■ What is expected ■
Arrange the part of the listing that opens with its first line and closes with the line containing "[0,3,957,324]" as a numbered list, leaving out blank lines.

■ Supplied entries ■
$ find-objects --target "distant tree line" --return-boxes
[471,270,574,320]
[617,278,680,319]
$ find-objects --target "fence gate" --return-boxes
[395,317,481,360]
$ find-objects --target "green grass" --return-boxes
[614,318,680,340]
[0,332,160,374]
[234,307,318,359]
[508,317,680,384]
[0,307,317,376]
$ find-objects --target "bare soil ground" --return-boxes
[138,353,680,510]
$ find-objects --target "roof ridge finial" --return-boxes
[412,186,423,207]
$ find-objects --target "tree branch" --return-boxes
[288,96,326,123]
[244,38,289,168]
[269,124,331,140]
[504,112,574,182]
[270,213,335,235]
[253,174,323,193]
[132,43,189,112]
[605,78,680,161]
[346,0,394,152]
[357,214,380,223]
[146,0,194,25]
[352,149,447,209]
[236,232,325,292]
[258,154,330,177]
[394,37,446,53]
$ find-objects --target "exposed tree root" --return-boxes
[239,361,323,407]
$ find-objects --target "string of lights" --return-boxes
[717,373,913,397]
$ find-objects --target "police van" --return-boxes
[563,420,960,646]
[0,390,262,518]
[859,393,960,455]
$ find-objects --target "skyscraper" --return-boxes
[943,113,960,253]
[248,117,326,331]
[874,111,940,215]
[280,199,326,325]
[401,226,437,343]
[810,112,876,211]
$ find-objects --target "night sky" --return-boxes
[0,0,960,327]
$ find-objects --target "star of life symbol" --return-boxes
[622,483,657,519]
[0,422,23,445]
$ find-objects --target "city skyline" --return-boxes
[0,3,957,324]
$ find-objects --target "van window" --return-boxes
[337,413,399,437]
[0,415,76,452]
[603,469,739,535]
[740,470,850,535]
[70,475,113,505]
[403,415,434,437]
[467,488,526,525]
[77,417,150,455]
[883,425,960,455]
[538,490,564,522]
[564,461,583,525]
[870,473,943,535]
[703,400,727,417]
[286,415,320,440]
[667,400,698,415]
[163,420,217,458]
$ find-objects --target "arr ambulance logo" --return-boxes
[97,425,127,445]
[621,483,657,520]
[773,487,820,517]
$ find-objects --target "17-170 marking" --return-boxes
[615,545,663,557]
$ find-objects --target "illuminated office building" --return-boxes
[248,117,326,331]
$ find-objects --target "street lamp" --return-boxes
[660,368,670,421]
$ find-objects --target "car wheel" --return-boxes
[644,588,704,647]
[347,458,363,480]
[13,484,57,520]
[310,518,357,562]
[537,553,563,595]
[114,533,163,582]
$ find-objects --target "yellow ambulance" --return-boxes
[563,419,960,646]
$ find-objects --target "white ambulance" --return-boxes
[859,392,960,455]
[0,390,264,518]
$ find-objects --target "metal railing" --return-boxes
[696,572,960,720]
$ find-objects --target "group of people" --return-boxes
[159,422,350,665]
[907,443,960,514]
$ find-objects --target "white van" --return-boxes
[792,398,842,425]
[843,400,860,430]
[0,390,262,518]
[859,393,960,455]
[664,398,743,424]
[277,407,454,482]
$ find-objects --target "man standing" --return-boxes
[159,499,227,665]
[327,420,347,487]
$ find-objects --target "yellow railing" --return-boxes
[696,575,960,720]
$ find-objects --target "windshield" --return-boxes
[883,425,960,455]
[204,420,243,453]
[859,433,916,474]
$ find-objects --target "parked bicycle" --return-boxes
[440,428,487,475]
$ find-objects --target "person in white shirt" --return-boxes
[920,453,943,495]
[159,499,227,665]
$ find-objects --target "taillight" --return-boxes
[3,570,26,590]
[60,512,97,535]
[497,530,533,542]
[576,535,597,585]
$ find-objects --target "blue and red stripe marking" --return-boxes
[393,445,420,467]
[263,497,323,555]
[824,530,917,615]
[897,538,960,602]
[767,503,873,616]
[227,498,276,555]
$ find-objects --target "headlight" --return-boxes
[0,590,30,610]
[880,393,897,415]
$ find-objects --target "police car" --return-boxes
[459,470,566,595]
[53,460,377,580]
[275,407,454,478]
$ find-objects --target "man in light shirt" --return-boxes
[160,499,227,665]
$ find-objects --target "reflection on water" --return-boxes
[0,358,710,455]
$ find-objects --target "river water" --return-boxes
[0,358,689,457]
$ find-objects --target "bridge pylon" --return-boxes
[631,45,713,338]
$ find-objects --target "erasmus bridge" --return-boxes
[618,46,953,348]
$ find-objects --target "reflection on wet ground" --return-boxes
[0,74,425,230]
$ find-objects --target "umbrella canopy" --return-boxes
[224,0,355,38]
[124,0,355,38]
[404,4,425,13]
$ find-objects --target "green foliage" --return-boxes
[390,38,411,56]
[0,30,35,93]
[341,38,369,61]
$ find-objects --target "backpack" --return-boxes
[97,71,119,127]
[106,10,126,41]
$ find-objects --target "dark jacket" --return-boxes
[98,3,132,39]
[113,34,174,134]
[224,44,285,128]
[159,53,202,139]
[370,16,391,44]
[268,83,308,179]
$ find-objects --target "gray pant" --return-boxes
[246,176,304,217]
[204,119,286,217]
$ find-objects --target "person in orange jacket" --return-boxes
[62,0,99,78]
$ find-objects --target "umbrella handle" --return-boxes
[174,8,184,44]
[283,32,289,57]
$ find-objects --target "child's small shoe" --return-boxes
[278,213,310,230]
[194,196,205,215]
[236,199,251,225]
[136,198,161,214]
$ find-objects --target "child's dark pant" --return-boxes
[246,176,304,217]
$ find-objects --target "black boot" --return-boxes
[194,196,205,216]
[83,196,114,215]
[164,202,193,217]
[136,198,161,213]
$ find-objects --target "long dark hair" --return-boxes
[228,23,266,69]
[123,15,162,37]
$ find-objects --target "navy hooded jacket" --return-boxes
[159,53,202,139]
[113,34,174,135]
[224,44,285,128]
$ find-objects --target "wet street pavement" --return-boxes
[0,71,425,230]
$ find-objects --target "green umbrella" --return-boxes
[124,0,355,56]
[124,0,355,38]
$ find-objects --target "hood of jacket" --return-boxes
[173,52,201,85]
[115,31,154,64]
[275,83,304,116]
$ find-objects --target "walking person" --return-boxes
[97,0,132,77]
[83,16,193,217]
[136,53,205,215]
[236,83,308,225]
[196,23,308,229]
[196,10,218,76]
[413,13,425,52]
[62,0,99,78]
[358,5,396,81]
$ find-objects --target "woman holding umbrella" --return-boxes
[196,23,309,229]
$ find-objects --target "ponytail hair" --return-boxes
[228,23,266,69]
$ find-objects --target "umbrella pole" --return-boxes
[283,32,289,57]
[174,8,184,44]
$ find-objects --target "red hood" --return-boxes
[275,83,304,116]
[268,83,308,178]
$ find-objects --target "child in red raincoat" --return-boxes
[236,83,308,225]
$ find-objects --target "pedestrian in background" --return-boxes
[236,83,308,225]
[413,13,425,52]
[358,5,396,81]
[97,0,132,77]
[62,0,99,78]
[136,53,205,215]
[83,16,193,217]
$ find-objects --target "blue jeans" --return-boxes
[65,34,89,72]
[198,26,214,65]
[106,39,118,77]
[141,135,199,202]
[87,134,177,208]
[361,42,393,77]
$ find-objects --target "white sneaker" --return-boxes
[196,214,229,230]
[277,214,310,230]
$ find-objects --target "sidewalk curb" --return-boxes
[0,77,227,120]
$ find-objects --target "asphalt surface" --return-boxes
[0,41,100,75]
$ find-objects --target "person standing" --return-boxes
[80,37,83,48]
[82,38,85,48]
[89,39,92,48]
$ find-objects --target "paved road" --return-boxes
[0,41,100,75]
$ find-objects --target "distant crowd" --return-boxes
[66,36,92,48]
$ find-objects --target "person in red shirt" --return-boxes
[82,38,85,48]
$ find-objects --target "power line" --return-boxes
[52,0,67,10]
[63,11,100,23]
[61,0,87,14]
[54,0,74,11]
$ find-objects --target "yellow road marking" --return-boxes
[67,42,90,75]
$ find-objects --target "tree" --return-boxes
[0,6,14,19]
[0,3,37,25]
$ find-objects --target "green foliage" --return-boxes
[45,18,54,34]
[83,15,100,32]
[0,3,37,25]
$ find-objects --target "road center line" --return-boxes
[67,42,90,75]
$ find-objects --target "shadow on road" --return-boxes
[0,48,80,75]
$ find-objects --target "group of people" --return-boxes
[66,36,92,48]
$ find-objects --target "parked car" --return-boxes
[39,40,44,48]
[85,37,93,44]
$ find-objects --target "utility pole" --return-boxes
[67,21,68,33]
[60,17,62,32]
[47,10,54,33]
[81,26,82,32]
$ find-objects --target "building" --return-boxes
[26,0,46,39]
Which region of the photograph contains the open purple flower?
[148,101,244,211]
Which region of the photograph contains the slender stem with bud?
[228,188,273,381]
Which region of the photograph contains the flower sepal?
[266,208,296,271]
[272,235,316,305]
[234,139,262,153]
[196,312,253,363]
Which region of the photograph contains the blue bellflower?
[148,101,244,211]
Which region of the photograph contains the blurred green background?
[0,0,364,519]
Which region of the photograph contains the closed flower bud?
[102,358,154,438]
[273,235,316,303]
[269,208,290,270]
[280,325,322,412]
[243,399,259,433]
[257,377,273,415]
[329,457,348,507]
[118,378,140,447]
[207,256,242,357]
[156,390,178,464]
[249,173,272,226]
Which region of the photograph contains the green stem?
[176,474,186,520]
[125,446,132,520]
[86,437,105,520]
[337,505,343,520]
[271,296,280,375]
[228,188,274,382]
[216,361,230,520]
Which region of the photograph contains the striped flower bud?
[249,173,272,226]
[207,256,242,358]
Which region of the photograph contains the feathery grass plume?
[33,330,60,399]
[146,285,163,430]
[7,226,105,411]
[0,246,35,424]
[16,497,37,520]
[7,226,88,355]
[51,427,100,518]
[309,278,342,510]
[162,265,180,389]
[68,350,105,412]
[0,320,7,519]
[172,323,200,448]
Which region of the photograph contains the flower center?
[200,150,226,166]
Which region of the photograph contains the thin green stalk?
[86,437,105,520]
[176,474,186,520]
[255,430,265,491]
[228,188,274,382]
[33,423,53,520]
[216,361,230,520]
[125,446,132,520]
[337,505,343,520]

■ Solution for this problem ■
1. $ find-objects --target "distant tree line" --return-boxes
2. [471,270,574,320]
3. [617,278,680,319]
4. $ find-objects --target "fence gate" --return-boxes
5. [395,317,481,360]
6. $ find-objects --target "green grass" --return-boxes
7. [614,318,680,340]
8. [0,332,160,374]
9. [234,307,318,359]
10. [508,317,680,384]
11. [0,307,317,376]
12. $ find-objects --target "bare soil ground" --return-boxes
13. [138,353,680,510]
14. $ find-objects --target "roof ridge finial" --return-boxes
15. [412,186,423,207]
16. $ find-objects --target "tree branch" --return-boxes
17. [288,96,326,123]
18. [244,38,289,168]
19. [269,124,331,140]
20. [504,112,574,182]
21. [270,213,335,235]
22. [253,174,323,193]
23. [132,43,189,112]
24. [605,78,680,161]
25. [346,0,394,152]
26. [357,214,380,223]
27. [146,0,194,25]
28. [352,149,447,209]
29. [236,232,325,292]
30. [258,154,330,177]
31. [394,37,446,53]
32. $ find-objects --target "exposed tree root" --return-boxes
33. [239,361,323,407]
34. $ find-objects --target "string of lights" --return-boxes
35. [717,373,913,397]
36. $ find-objects --target "police van" --return-boxes
37. [563,420,960,646]
38. [0,390,262,518]
39. [859,393,960,455]
40. $ find-objects --target "skyscraper" --return-boxes
41. [943,113,960,253]
42. [248,117,326,331]
43. [874,111,940,215]
44. [280,199,326,325]
45. [401,226,437,343]
46. [810,112,876,211]
47. $ find-objects --target "night sky" --return-boxes
48. [0,0,960,327]
49. $ find-objects --target "star of life symbol" --return-boxes
50. [622,483,657,519]
51. [0,422,23,445]
52. $ find-objects --target "city skyline" --return-boxes
53. [0,3,957,324]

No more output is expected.